■ WHAT THE EXERCISE ASKS
Please rewrite all of the material below as a two-column CSV with the headers input and output. Give one row per input with its output, and put each value in a single quoted field with line breaks replaced by spaces.

(Entries from a data source)
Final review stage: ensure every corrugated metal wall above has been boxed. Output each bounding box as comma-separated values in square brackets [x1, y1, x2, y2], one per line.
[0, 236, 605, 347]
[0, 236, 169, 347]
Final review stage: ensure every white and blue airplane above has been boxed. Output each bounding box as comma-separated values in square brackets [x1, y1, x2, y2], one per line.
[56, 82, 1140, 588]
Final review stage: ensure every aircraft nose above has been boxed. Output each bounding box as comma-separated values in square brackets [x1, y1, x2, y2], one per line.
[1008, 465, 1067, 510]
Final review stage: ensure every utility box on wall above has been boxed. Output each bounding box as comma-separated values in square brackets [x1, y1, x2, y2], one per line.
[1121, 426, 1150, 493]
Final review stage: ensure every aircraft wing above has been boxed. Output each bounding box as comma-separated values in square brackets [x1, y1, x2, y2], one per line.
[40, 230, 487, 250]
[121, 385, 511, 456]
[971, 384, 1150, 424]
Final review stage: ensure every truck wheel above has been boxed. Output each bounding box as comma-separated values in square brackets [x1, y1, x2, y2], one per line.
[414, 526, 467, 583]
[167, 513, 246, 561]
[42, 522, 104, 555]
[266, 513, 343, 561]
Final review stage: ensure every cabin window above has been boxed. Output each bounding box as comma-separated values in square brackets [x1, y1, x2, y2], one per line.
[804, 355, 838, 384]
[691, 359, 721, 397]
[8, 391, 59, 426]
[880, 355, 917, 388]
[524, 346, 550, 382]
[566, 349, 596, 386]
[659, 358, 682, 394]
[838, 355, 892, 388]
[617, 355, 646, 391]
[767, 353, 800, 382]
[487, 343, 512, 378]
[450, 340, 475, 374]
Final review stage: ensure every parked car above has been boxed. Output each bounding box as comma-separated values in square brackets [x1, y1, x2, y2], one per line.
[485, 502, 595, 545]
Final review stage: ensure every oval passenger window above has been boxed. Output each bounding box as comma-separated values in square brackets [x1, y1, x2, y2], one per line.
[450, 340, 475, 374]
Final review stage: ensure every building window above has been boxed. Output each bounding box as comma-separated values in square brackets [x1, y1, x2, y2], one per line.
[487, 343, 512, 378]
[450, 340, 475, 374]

■ COMPLETED EXERCISE
input,output
"Final review stage: ensure every corrugated metal wall above has been boxed. Output each bounding box as comma-separated values in square brackets [x1, y1, x2, y2], one per line.","[0, 236, 605, 347] [0, 236, 169, 347]"
"Final review stage: ensure every white and blue airplane above has been boxed. Output each bounding box as comma-separated values in square brackets [x1, y1, x2, y2], one per line.","[56, 82, 1140, 588]"
"Final review stage: ensure every aircraft nose above has been boxed. Output each bounding box as comma-separated values in square brackets [x1, y1, x2, y2], one per line.","[1008, 465, 1067, 510]"
"Final review stage: ensure every utility box on wall above has been boxed. Output each bounding box as comma-separated values in square brackets [x1, y1, x2, y2], one per line.","[1121, 426, 1150, 493]"
"Final review stage: ensure every aircraft wing above has been boxed. Output each bounding box as comma-separated values in square brackets [x1, y1, x2, y2], one per line.","[40, 230, 487, 250] [121, 385, 511, 456] [971, 384, 1150, 424]"
"Final review stage: ensure every truck wheel above has been boxed. Output each bounding box as comma-separated values in square brackets [x1, y1, x2, y2], one per line.","[414, 526, 467, 583] [167, 513, 246, 561] [42, 522, 104, 555] [266, 513, 343, 561]"
"Final review stage: ensure every cabin window above has been boxed. Output each bounding box as comma-separated values in square brackets [x1, y1, x2, y2], one per line.","[804, 355, 838, 384] [691, 359, 721, 397] [8, 391, 59, 426] [880, 355, 917, 388] [524, 346, 550, 382] [566, 349, 596, 386] [659, 358, 682, 394] [838, 355, 892, 388] [617, 355, 646, 391] [767, 353, 800, 382] [487, 343, 512, 378] [450, 340, 475, 374]"
"Final review stage: ensure every parked car above has been boxed. Output each bounding box as comma-separated values in square brackets [x1, y1, x2, y2], one per line.","[485, 502, 595, 545]"
"Final review stage: ensure every oval passenger window above has been boxed. Output each bounding box as comma-separated values in square brackets [x1, y1, x2, y2], one per line.","[450, 340, 475, 374]"
"Final review stage: ensure every building window above has been boxed. Output each bounding box as comma-separated values in square brackets [x1, y1, x2, y2], one per line.","[487, 343, 512, 378] [450, 340, 475, 374]"